◆ Job
Select every line in the records that contains the word "Guideline" and copy each of those lines.

[Given information start]

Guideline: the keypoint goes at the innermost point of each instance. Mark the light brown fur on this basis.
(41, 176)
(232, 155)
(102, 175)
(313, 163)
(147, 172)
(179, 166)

[Given information end]

◆ Solution for this exercise
Guideline: the keypoint goes at the innermost point of each instance. Mark the light brown fur on this basis.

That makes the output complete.